RECORDS FOR THIS TASK →
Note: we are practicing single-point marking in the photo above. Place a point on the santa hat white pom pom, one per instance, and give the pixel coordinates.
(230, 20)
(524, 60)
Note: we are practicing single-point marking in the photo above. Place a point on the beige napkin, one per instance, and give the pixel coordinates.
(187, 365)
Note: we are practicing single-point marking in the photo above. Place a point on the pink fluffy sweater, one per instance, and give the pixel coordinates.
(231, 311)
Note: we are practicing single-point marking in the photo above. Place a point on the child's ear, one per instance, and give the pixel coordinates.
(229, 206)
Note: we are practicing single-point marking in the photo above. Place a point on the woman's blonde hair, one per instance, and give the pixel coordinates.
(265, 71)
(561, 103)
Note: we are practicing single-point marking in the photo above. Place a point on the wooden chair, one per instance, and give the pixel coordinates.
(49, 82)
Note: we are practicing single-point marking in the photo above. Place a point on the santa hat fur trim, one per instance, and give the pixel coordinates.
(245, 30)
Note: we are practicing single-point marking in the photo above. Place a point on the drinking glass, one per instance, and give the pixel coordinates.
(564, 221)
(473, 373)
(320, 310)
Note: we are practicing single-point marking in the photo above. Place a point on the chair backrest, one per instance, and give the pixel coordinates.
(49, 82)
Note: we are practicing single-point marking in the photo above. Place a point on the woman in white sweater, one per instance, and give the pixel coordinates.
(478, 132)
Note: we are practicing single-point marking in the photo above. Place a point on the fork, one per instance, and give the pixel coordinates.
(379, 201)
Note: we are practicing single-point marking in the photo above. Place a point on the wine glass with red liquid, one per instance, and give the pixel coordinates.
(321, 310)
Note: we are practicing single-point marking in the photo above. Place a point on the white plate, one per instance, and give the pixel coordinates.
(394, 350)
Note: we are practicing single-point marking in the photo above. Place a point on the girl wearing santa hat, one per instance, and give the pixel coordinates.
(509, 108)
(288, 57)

PROBLEM DETAILS → Print each record word for word.

RESPONSE →
Note: we are practicing single-point marking in the photo above. Place a point on the santa hat white pom pom, one per instance, and give the pixel coordinates.
(230, 20)
(524, 60)
Note: we are practicing single-point marking in the photo above. Place a point on the beige napkin, one per instance, and give the pixel coordinates.
(187, 365)
Note: we are practicing single-point marking in the photo above. Place a point on the pink fluffy sweater, one per instance, and give the pixel coordinates.
(231, 311)
Note: we are practicing single-point marking in the photo above. Place a point on the child's ear, one per instance, and give the pixel coordinates.
(229, 206)
Note: we are practicing single-point marking in the photo above. Place a point on the woman's blonde hair, one per instance, and give the pixel coordinates.
(265, 71)
(561, 103)
Note: we are practicing single-point marking in the photo above. Place a point on the wooden chair, one per instance, and give the pixel coordinates.
(49, 82)
Note: we are practicing single-point marking in the photo above. Place a point on the santa hat fur trim, one per instance, and give the pixel coordinates.
(245, 30)
Note: we are practicing single-point marking in the photo above. Place a point on the drinking glass, one per instance, and give the pixel coordinates.
(564, 221)
(473, 373)
(320, 310)
Note: we are practicing single-point marking in the photo above. Place a point on the chair backrest, one per instance, and give the pixel coordinates.
(49, 82)
Note: we are practicing single-point marking in the photo above. Place a point on the woman in white sweater, one per instance, and give the pixel coordinates.
(478, 132)
Note: we are practicing single-point marking in the photo above. Place a point on the fork, one per instance, and give the pixel coordinates.
(379, 201)
Note: we are practicing single-point marking in the photo above. Place a point on the wine glass with red liquid, one per instance, and give the pixel coordinates.
(321, 310)
Note: we are practicing single-point marking in the photo above. Place a point on the white plate, one per instance, and give the pixel coordinates.
(394, 350)
Note: we are practicing single-point marking in the photo above. Place a point on the girl wearing santa hat, one per instance, and give the pixel coordinates.
(509, 108)
(288, 57)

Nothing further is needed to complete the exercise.